_DOCUMENT PASSAGE_
FERC May Tip Its Hand on Certificate Policy Statement Changes

What’s the issue?

FERC has embarked on a review of its 1999 Certificate Policy Statement and has asked to receive all comments by April 26, 2021, although the industry has requested that the date be extended to June 10, 2021.

Why does it matter?

Changes to the Certificate Policy Statement will likely determine how difficult it will become to obtain a certificate from FERC going forward and will have a tremendous impact on the industry for decades.

What’s our view?

While the Certificate Policy Statement is critical, the commissioners may tip their hands on a number of key issues when FERC rules, perhaps as early as next month, in another proceeding it launched in January. In that proceeding, FERC is reviewing its practices with respect to issuing notices to proceed with construction following the issuance of a FERC certificate and has said it intends to rule in that case no later than May 3. The industry is looking to narrow a rule issued last year, but opposition groups and the FERC questions about that rule may broaden its impact and will likely be an early indicator of the views of individual commissioners on critical issues that will be addressed in the Certificate Policy Statement.


At its February meeting, FERC reissued a Notice of Inquiry asking for input on its 1999 Certificate Policy Statement. The revised Certificate Policy Statement is expected to govern all aspects of the process used by FERC to review and approve applications for the construction and operation of natural gas pipelines into the future and perhaps for decades to come. It will be critical to the future of the industry, and for that reason, the industry filed a request to extend the deadline for comments from April 26 to June 10. FERC has not yet ruled on that extension request, but we would expect it to be granted.

However, before it ever asked for comments on the Certificate Policy Statement, and in one of the first orders issued by the Commission following his elevation to the chair, Chairman Glick issued an order in January in which FERC asked for additional input on a rule it had issued during Chairman Chatterjee’s tenure. This rule limited FERC’s ability to issue notices to proceed with construction of pipeline projects while rehearing requests of the certificate order were pending. We discussed this instant rule soon after it was issued in FERC’s New Regulation That Will Lengthen Project Timelines.

The industry challenged that instant rule, and in response, on January 26, FERC issued an order that did not really address any of the challenges but instead solicited further briefing from all stakeholders on questions that actually would broaden the scope of the existing rule. The order also solicited comments on whether FERC should modify its practices or procedures to address concerns regarding the exercise of eminent domain while rehearing requests are pending before the Commission.

The briefs have all been filed and today we look at how those arguments may lead the commissioners to reveal their views on some critical issues that are likely to be addressed in the revised Certificate Policy Statement -- but which may come into play even sooner than that if the chairman changes the Commission’s practices with or without a rule like the one being considered in the instant rule proceeding.

_GIVEN PROBLEM 1_
In the entries, replace "drop" with "place" in everything from the line containing "the tree canopy" down to the line containing "x=854, y=340", and give those lines again with nothing else changed.

_MATERIAL_
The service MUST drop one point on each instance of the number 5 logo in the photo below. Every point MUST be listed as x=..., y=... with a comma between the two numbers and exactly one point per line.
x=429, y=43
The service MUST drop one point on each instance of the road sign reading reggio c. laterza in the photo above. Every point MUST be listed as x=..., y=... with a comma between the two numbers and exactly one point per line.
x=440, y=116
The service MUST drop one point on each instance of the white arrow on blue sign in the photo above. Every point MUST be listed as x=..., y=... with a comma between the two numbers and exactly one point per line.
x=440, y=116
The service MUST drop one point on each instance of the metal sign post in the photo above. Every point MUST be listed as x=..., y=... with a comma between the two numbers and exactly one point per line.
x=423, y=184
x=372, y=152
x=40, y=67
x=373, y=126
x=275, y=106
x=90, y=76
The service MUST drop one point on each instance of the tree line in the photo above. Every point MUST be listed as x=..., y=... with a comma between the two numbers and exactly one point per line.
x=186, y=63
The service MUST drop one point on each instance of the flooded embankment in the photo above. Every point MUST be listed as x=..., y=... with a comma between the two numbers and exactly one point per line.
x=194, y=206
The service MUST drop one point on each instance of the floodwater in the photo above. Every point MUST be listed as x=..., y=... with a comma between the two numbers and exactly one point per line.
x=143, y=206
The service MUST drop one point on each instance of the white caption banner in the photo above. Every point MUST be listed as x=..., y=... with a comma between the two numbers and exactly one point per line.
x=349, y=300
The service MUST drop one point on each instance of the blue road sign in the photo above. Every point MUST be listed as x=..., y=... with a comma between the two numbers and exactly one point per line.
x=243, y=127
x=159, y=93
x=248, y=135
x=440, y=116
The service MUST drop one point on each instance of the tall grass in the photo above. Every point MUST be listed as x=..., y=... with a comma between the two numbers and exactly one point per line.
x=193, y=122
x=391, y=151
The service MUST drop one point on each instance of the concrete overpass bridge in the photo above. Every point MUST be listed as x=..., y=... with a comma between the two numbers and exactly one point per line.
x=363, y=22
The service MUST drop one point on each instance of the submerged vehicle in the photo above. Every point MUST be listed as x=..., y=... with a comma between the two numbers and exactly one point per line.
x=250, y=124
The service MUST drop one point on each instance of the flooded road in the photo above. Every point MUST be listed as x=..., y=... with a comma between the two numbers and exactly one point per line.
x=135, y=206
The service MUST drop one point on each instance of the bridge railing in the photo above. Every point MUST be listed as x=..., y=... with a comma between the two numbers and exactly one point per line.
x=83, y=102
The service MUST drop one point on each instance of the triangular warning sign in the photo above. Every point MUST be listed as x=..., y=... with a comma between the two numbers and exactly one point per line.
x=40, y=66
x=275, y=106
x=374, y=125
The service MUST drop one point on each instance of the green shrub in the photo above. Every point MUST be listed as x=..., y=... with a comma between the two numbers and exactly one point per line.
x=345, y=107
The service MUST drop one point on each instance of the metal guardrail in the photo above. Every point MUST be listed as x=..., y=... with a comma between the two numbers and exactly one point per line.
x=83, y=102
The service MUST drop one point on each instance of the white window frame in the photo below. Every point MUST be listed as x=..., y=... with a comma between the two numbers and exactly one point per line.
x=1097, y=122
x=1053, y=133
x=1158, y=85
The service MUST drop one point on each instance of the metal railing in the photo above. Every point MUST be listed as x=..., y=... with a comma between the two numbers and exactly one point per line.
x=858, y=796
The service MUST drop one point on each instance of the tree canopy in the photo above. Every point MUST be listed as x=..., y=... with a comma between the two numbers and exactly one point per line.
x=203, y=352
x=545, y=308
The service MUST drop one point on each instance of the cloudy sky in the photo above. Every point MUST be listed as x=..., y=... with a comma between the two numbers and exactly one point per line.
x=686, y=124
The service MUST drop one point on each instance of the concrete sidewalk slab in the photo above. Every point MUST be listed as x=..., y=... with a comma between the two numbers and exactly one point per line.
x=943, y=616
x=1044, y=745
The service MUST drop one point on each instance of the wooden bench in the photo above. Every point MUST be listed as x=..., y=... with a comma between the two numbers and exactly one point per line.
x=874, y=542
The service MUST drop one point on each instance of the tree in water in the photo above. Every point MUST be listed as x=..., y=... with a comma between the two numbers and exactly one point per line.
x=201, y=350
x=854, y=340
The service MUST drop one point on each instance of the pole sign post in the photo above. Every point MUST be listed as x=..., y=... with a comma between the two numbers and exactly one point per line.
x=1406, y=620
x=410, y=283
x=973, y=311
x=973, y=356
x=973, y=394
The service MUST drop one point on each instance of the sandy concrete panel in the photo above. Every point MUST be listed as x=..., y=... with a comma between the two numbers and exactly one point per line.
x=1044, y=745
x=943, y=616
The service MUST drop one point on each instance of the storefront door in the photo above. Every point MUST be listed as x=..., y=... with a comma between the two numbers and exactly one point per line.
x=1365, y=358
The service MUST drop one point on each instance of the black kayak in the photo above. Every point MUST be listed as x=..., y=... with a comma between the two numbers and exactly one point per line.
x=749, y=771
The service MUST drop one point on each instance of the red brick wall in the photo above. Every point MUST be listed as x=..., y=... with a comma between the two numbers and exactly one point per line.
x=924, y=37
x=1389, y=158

_GIVEN PROBLEM 2_
Copy the FERC certificate policy article word for word, everything from "While the Certificate" down to "the Certificate Policy Statement.".

_TASK RESULT 1_
The service MUST place one point on each instance of the tree canopy in the photo above. Every point MUST be listed as x=..., y=... with a comma between the two numbers and exactly one point per line.
x=203, y=352
x=545, y=308
The service MUST place one point on each instance of the cloudy sky in the photo above. Every point MUST be listed as x=..., y=... with a comma between the two numbers and exactly one point per line.
x=686, y=124
The service MUST place one point on each instance of the concrete sidewalk slab in the photo above. Every point MUST be listed as x=..., y=... with a comma between the two numbers and exactly one point per line.
x=943, y=616
x=1044, y=745
The service MUST place one point on each instance of the wooden bench in the photo above. Every point MUST be listed as x=..., y=... with a comma between the two numbers and exactly one point per line.
x=874, y=542
The service MUST place one point on each instance of the tree in water in the photo above. Every point MUST be listed as x=..., y=... with a comma between the two numbers and exactly one point per line.
x=201, y=350
x=854, y=340

_TASK RESULT 2_
While the Certificate Policy Statement is critical, the commissioners may tip their hands on a number of key issues when FERC rules, perhaps as early as next month, in another proceeding it launched in January. In that proceeding, FERC is reviewing its practices with respect to issuing notices to proceed with construction following the issuance of a FERC certificate and has said it intends to rule in that case no later than May 3. The industry is looking to narrow a rule issued last year, but opposition groups and the FERC questions about that rule may broaden its impact and will likely be an early indicator of the views of individual commissioners on critical issues that will be addressed in the Certificate Policy Statement.